-- EXERCISE OBJECTIVE --
Reproduce the part of the patch from "MIME-Version: 1.0" to "reduce context size)." word for word.

-- SELECTED TEXT --
Segment Open

From 05ec02e38437173c0af0c3e19e82b309d18ddd46 Mon Sep 17 00:00:00 2001
From: "github-actions[bot]"
 <41898282+github-actions[bot]@users.noreply.github.com>
Date: Thu, 8 Jan 2026 18:11:21 +0000
Subject: [PATCH] fix: handle Anthropic 413 request_too_large as
 ContextWindowExceededError (#8424)
MIME-Version: 1.0
Content-Type: text/plain; charset=UTF-8
Content-Transfer-Encoding: 8bit

The Anthropic API returns a 413 status code with error type `request_too_large`
when the request payload exceeds the maximum allowed size. This error should
be converted to `ContextWindowExceededError` so the system can handle it
appropriately (e.g., by summarizing the conversation to reduce context size).

Changes:
- Added `request_too_large` and `request exceeds the maximum size` to the
  early string-based error detection in `handle_llm_error`
- Added specific handling for HTTP 413 status code in the `APIStatusError`
  handler
- Added tests to verify the new error handling behavior

Fixes: #8422

🤖 Generated with [Letta Code](https://letta.com)

Co-authored-by: letta-code <248085862+letta-code@users.noreply.github.com>
Co-authored-by: Letta <noreply@letta.com>
Co-authored-by: datadog-official[bot] <datadog-official[bot]@users.noreply.github.com>
Co-authored-by: Kian Jones <11655409+kianjones9@users.noreply.github.com>
---
 letta/llm_api/anthropic_client.py             |  8 ++
 ...letta_llm_stream_adapter_error_handling.py | 73 ++++++++++++++++++-
 2 files changed, 80 insertions(+), 1 deletion(-)

diff --git a/letta/llm_api/anthropic_client.py b/letta/llm_api/anthropic_client.py
index 025d20c6..cc7b4f0b 100644
--- a/letta/llm_api/anthropic_client.py
+++ b/letta/llm_api/anthropic_client.py
@@ -728,6 +728,8 @@ class AnthropicClient(LLMClientBase):
             or "exceeds context" in error_str
             or "too many total text bytes" in error_str
             or "total text bytes" in error_str
+            or "request_too_large" in error_str
+            or "request exceeds the maximum size" in error_str
         ):
             logger.warning(f"[Anthropic] Context window exceeded: {str(e)}")
             return ContextWindowExceededError(
@@ -820,6 +822,12 @@ class AnthropicClient(LLMClientBase):
 
         if isinstance(e, anthropic.APIStatusError):
             logger.warning(f"[Anthropic] API status error: {str(e)}")
+            # Handle 413 Request Entity Too Large - request payload exceeds size limits
+            if hasattr(e, "status_code") and e.status_code == 413:
+                logger.warning(f"[Anthropic] Request too large (413): {str(e)}")
+                return ContextWindowExceededError(
+                    message=f"Request too large for Anthropic (413): {str(e)}",
+                )

Segment Closed

-- EXTRACTED RECORDS --
Segment Open

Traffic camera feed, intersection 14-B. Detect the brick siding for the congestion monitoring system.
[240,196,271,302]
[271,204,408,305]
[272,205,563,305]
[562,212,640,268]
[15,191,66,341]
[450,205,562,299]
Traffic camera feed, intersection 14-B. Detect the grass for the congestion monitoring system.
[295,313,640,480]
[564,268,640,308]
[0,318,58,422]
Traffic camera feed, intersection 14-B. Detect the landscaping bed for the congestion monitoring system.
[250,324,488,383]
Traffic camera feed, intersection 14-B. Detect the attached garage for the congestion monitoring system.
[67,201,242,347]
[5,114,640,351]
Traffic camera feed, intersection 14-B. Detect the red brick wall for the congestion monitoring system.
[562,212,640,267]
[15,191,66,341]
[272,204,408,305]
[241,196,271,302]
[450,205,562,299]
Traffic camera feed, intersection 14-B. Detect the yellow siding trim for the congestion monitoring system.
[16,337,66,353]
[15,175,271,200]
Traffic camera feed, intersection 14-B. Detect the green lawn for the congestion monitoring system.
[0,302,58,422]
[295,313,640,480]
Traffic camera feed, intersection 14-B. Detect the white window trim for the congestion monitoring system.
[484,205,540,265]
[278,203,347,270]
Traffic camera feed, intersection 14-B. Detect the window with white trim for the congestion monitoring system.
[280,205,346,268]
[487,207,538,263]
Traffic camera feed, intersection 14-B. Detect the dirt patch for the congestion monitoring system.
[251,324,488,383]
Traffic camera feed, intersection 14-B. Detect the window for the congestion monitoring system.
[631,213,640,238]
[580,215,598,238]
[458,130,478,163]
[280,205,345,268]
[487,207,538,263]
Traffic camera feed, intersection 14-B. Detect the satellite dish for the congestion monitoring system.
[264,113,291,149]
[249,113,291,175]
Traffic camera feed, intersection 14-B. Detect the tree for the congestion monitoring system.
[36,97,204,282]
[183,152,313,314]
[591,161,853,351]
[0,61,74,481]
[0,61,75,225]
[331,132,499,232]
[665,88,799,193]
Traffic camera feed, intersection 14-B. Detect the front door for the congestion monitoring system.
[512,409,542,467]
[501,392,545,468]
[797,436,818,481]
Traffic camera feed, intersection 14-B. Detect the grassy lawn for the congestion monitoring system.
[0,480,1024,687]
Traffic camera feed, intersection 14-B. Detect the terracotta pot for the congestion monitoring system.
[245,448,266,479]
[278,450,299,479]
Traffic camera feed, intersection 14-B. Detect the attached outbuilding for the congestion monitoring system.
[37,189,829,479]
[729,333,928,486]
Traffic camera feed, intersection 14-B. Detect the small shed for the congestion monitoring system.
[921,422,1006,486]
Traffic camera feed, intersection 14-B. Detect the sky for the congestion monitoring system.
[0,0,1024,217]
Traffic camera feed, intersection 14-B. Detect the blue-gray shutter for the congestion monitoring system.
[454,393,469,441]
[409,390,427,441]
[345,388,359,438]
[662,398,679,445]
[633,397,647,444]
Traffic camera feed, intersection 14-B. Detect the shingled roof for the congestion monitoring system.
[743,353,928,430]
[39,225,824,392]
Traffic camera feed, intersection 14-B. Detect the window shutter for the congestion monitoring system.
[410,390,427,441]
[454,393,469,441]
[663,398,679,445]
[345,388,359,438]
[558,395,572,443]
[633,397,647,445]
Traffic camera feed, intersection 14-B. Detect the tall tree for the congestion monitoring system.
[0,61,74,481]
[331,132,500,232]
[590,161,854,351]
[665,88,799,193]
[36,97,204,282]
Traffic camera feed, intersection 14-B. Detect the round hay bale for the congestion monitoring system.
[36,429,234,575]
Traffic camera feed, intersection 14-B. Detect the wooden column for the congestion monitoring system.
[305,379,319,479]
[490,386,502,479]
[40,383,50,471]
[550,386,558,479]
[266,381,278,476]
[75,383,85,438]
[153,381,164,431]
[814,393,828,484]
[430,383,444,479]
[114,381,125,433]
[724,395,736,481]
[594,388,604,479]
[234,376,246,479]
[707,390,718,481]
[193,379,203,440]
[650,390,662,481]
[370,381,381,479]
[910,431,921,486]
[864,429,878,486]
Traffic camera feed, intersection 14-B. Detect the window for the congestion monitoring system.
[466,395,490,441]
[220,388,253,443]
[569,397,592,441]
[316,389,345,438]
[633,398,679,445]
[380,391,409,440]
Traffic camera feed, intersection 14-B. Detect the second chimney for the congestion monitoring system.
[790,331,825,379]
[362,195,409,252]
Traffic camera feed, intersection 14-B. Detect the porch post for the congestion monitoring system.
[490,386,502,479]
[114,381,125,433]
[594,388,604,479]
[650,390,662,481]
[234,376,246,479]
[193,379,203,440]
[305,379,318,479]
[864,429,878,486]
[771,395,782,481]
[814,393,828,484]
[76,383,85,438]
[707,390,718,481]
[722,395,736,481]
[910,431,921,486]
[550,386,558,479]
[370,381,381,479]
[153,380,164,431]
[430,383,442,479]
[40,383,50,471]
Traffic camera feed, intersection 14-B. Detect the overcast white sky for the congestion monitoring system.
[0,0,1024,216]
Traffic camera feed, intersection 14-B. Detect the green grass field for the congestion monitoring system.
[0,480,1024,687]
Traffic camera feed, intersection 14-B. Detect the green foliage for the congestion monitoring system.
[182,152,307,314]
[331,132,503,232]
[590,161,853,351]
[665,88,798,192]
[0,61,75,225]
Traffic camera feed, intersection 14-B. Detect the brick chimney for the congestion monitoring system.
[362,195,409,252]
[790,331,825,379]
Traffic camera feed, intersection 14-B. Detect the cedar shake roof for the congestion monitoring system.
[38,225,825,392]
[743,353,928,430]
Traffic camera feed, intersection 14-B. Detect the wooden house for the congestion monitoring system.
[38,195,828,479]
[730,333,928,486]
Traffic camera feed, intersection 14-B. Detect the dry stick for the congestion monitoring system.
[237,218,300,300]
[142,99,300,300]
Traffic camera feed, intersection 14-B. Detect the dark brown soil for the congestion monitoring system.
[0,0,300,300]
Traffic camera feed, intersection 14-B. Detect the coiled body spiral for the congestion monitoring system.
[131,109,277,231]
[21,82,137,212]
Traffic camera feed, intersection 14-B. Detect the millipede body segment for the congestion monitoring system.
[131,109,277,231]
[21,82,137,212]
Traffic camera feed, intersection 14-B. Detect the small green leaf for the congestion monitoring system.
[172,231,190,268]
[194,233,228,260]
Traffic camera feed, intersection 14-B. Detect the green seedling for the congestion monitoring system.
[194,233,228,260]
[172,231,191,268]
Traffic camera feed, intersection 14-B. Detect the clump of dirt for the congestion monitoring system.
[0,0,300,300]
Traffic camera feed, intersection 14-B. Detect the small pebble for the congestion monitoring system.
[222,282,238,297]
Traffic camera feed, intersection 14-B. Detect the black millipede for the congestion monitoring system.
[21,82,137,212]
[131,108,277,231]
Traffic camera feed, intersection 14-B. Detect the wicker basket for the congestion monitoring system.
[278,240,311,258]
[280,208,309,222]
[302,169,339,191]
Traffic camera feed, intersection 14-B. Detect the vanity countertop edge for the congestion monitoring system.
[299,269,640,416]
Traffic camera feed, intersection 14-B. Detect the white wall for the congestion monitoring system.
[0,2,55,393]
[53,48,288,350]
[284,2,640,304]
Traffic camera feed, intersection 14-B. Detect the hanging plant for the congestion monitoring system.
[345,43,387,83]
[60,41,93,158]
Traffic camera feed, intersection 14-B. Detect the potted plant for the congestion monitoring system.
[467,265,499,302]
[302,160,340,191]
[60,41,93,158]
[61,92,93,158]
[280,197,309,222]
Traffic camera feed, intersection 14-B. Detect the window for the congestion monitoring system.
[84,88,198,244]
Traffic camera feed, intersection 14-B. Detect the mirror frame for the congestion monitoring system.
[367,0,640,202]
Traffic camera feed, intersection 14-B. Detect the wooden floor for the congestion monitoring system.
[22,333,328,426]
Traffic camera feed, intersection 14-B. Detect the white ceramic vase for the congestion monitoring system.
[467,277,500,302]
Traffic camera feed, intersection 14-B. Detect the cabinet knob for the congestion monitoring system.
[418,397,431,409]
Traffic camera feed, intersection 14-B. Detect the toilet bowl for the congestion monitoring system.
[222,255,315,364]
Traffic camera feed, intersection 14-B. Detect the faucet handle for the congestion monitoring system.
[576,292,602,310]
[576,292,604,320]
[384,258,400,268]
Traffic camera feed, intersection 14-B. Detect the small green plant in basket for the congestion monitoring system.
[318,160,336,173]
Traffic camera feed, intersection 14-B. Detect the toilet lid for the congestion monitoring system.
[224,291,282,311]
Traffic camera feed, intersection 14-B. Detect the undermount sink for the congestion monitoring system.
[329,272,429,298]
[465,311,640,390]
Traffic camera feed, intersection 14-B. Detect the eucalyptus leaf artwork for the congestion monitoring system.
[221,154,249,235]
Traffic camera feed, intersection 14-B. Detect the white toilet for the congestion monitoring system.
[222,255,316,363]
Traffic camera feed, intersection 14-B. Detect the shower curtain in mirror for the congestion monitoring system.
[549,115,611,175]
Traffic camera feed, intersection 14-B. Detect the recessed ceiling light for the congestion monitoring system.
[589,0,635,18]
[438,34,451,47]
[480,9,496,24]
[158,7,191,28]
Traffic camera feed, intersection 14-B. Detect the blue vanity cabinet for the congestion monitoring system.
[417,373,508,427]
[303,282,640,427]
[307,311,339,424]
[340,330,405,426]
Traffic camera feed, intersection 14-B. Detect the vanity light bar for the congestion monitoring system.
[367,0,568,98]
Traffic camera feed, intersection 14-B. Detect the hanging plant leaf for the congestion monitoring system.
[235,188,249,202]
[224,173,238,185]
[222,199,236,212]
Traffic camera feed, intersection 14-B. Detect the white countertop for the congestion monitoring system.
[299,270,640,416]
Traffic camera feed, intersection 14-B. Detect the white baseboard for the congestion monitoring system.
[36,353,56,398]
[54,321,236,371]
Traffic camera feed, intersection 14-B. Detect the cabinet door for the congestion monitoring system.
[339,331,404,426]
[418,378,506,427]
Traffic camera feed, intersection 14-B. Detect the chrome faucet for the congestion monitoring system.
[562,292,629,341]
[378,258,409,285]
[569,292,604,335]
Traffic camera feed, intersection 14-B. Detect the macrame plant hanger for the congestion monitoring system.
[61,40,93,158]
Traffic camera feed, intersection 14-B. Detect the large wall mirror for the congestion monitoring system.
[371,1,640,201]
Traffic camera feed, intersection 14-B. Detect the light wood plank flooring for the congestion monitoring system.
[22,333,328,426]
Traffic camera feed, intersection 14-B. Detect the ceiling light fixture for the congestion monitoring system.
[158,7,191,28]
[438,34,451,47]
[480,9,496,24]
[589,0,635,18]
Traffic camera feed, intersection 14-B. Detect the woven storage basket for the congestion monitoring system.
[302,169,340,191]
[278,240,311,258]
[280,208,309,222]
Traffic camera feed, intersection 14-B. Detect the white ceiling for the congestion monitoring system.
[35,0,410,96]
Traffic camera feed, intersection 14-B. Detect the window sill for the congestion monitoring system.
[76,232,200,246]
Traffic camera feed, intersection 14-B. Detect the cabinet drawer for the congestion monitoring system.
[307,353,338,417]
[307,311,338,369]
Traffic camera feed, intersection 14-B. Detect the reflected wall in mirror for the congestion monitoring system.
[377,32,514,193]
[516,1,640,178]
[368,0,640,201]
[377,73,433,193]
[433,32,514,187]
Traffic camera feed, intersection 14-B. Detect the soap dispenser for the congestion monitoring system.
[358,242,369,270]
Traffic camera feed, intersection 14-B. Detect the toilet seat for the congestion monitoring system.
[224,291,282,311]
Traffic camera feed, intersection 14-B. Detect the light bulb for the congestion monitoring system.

Segment Closed

-- TASK OUTPUT --
MIME-Version: 1.0
Content-Type: text/plain; charset=UTF-8
Content-Transfer-Encoding: 8bit

The Anthropic API returns a 413 status code with error type `request_too_large`
when the request payload exceeds the maximum allowed size. This error should
be converted to `ContextWindowExceededError` so the system can handle it
appropriately (e.g., by summarizing the conversation to reduce context size).